● Excerpt provided

------------------------------------------------------------

Kama At-Tarawis said...

Salam. I read this with sadness in my heart for I too am in a similar predicament with regards my youngest sister. She went to the US in the early 1990s (under Petronas) and refused to return after her studies. Bapak died in the late 90s and Mak followed suit 2 years ago.. we gave her ample notice when both were ill, but she steadfastly refused to come home on both occassions. I no longer know what to say..

abdulhalimshah said...

Dear Hank and Kama,
We are just mere mortals and this is another proof of the Greatness of ALLAH S.W.T. and only HE determines all our fate and our relationships with others in this mundane life. Thanks for your all your graceful comments and I sincerely hope we shall be endowed with ALLAH's Blessings in our short life, relatively speaking.

Al-Manar said...

Dear Hal,

Indeed fact can be stranger than fiction. It touches deep inside us. It is hard for us understand Suhaimi. It is hard to understand what happened Kama's own sister.

------------------------------------------------------------

● Provided material
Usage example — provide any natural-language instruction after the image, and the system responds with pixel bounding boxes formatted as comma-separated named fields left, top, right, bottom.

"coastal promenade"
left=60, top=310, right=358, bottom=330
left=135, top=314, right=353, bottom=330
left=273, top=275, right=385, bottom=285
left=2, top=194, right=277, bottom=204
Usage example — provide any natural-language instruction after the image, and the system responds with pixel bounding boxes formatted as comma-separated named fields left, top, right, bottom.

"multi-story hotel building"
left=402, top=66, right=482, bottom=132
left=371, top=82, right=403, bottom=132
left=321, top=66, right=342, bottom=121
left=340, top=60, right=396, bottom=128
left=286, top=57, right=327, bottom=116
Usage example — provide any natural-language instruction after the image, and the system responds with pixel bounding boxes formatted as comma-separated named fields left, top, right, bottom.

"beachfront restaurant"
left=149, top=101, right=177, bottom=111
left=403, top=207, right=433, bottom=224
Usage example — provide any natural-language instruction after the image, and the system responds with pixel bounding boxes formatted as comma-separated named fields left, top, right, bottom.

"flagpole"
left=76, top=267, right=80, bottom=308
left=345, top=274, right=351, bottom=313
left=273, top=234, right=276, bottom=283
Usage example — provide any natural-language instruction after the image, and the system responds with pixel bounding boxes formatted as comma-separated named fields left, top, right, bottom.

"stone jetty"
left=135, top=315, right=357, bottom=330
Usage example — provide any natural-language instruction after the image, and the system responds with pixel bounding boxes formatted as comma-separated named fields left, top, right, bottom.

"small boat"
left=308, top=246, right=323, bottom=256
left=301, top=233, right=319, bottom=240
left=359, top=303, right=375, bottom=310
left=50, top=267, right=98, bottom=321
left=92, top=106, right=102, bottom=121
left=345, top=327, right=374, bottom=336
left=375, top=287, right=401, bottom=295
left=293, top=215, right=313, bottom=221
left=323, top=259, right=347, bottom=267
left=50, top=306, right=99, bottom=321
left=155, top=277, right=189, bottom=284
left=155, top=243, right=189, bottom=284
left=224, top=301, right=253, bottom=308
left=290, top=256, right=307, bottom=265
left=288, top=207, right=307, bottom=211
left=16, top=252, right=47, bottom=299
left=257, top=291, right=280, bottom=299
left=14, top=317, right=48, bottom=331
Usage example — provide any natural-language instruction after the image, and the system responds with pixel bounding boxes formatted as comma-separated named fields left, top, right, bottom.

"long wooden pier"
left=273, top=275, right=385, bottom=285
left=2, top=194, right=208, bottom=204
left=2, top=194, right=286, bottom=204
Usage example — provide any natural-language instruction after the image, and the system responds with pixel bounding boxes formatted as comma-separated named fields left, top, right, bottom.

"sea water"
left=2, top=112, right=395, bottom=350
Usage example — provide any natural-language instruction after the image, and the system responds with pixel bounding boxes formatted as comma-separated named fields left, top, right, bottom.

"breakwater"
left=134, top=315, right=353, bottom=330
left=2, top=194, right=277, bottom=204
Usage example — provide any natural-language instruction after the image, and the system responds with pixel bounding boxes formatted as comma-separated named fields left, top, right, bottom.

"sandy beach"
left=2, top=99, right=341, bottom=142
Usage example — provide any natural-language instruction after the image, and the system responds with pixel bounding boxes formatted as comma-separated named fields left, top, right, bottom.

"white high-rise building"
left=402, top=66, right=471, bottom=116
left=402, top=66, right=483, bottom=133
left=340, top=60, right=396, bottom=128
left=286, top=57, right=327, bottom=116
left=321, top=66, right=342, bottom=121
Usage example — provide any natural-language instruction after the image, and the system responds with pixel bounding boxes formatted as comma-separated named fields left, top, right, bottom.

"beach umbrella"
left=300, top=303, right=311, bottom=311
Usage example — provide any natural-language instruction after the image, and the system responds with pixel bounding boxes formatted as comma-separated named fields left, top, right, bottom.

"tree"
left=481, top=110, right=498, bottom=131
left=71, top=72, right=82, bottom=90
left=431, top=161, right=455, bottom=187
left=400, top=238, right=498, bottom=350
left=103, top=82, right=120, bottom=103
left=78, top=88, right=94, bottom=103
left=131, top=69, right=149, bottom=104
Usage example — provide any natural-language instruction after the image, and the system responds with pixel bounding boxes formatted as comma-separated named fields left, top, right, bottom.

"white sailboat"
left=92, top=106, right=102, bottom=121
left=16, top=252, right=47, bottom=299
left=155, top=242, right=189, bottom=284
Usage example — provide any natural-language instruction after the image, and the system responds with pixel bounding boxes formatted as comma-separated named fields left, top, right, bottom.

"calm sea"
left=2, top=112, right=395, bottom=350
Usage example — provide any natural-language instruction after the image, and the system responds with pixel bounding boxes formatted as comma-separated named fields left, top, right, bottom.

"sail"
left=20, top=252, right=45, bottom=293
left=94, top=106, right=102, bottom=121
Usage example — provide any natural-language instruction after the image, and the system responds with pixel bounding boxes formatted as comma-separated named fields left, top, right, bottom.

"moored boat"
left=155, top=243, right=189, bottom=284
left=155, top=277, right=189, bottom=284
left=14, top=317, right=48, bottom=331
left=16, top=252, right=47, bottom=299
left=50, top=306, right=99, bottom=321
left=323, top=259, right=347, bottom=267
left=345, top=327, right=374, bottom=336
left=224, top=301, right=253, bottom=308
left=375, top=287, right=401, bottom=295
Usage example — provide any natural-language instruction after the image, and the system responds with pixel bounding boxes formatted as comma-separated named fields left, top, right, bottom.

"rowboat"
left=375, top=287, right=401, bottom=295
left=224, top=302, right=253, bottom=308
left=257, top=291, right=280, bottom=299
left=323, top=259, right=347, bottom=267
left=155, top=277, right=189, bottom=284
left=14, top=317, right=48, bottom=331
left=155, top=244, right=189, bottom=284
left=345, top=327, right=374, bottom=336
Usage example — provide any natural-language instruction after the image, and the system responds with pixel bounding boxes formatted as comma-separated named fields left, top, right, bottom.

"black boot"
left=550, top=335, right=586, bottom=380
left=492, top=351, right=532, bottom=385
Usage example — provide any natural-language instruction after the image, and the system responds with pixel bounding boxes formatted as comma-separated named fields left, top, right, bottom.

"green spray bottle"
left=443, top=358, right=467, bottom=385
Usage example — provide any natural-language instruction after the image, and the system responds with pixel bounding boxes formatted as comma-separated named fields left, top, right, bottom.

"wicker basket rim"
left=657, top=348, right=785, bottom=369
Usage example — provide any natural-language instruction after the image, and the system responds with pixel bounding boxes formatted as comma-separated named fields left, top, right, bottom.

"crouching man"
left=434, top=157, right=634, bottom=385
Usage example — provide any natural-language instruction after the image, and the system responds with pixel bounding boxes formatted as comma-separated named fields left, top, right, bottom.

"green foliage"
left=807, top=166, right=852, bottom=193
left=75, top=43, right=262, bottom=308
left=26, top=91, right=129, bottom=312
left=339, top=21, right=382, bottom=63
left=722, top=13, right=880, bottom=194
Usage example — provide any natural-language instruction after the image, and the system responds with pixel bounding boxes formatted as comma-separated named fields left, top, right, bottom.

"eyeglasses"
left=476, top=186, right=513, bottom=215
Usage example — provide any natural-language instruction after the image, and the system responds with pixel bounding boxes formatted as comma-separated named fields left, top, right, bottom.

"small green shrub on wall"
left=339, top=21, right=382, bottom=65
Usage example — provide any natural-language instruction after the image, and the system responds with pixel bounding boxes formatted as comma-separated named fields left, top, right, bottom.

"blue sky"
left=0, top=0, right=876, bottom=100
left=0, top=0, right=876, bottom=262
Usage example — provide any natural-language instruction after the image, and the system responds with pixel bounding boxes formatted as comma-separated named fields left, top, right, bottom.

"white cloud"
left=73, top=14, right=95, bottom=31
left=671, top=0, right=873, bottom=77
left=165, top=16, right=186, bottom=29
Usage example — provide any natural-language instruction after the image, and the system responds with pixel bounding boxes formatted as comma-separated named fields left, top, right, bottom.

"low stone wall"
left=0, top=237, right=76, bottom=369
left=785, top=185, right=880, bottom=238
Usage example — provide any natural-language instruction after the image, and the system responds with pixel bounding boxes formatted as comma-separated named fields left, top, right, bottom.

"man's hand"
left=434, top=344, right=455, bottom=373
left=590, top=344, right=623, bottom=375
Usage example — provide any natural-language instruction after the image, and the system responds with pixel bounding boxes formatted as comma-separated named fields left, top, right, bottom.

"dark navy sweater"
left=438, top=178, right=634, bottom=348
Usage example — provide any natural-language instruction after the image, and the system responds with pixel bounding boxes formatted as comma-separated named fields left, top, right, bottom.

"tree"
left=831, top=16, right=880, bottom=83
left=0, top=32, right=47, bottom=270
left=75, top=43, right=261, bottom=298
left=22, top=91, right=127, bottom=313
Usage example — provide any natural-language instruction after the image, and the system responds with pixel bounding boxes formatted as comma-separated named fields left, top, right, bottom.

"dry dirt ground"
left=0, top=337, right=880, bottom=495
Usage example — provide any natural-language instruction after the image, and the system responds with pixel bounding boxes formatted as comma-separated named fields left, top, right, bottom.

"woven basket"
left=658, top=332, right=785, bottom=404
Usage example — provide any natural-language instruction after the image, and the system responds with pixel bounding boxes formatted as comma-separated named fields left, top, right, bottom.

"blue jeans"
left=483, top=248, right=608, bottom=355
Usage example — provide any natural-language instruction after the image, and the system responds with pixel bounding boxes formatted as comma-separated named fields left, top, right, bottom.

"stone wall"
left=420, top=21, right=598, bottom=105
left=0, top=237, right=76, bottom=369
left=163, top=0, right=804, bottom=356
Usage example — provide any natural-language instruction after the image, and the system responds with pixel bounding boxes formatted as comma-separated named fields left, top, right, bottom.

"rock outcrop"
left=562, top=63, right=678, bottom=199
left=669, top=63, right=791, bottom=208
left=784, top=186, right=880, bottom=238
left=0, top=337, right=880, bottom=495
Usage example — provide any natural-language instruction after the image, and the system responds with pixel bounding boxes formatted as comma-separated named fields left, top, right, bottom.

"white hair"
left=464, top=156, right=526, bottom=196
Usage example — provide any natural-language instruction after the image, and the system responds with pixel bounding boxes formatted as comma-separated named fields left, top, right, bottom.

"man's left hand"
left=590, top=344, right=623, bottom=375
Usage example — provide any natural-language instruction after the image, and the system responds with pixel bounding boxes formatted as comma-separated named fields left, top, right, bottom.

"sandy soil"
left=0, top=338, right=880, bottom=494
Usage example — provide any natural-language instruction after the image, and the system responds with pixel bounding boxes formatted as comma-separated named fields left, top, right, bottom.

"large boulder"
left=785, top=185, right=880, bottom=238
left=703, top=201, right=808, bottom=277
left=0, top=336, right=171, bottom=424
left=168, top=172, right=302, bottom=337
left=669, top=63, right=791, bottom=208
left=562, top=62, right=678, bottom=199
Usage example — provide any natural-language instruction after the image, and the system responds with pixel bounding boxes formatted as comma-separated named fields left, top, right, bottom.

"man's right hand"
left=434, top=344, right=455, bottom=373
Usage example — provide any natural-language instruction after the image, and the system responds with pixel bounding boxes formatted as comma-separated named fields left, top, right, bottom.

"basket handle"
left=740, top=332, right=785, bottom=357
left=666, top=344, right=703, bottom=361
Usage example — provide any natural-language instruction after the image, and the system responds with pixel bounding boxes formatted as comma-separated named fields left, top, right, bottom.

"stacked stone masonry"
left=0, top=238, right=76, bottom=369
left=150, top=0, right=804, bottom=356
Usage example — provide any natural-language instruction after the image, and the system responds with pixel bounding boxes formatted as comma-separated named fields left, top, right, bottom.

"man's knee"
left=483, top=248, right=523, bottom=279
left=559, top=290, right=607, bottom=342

------------------------------------------------------------

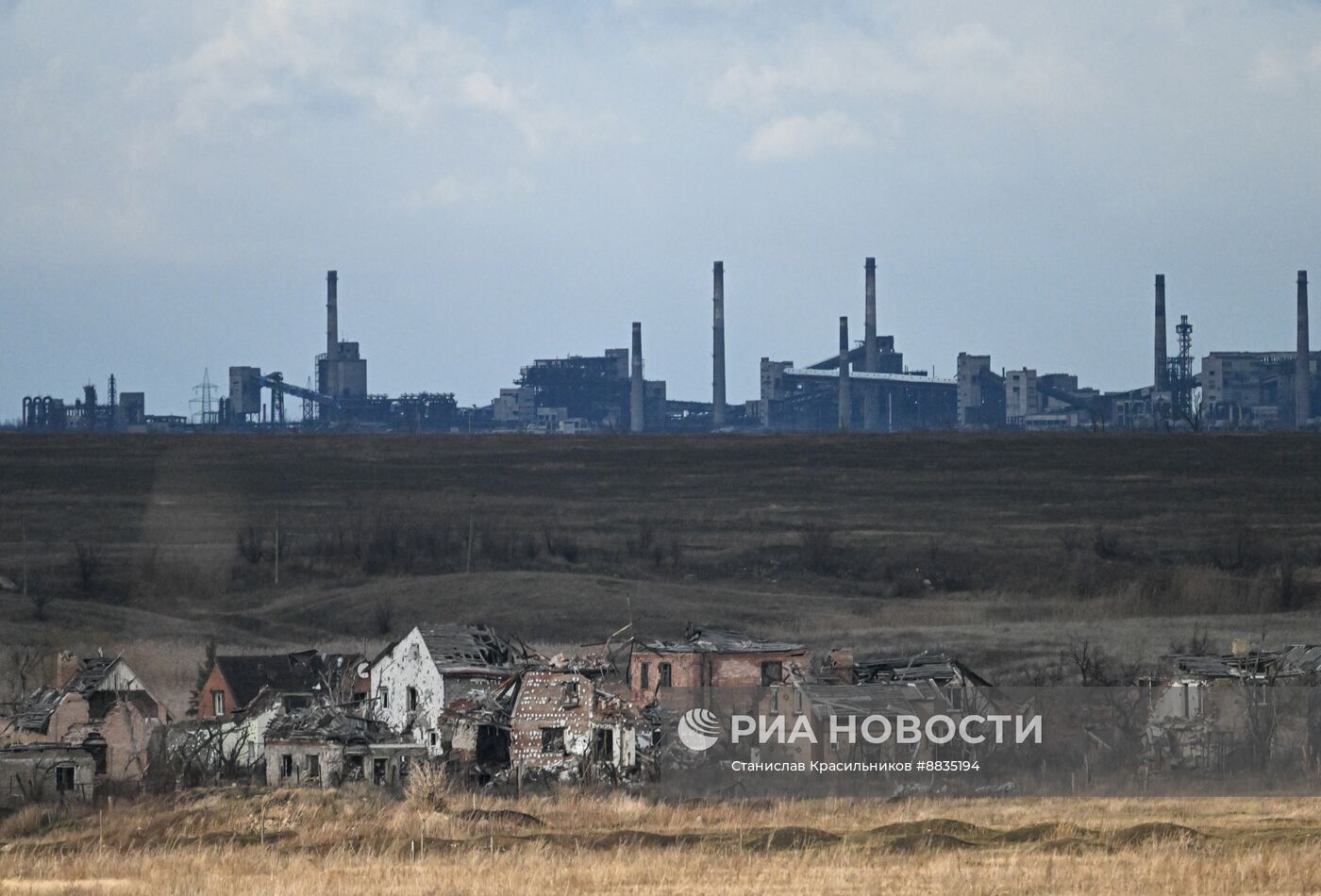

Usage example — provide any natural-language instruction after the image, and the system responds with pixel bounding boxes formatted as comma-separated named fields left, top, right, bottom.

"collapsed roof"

------------------------------------------------------------

● Work instruction A
Reproduce the passage of the comment thread starting at "Indeed fact can" and ending at "Kama's own sister.".
● Work instruction B
Write the next portion of the comment thread about the estranged family members, continuing from its final sentence.

● Task response A
Indeed fact can be stranger than fiction. It touches deep inside us. It is hard for us understand Suhaimi. It is hard to understand what happened Kama's own sister.

● Task response B
My youngest uncle left home when he was inhis teens, disappeared. That was in 1940's. Some years later he wrote home from a port somewhere in the world. Then many years later he was in London, tired of sailing the oceans of the world. In 1983 I met him in London, getting old and beginning to feel the cold weather - still a bachelor. Then out of the blue he returned to Terengganu, married a lady, had a child and passed away. Such is life.

We seem to have lost someone we love, Hal and Kama. Realising how cruel life can be makes me sit, do what I can and write what I feel can be of value to read and understand oflife. Allah is The Greatest Planner, all for reasons often beyond our rationales.

norzah said...

Akhi Halim, I always thought that people who left home to seek their fortune and never want to return home to parents and relatives, as harboring a huge grudge. They decide to cast themselves away because of some nasty experience and would not want to returm until those who caused the grudge make an effort to make an atonement. Alternatively, they could be running away from some shameful memory and would not return until someone assured them that there was nothing to adhamed of anymore.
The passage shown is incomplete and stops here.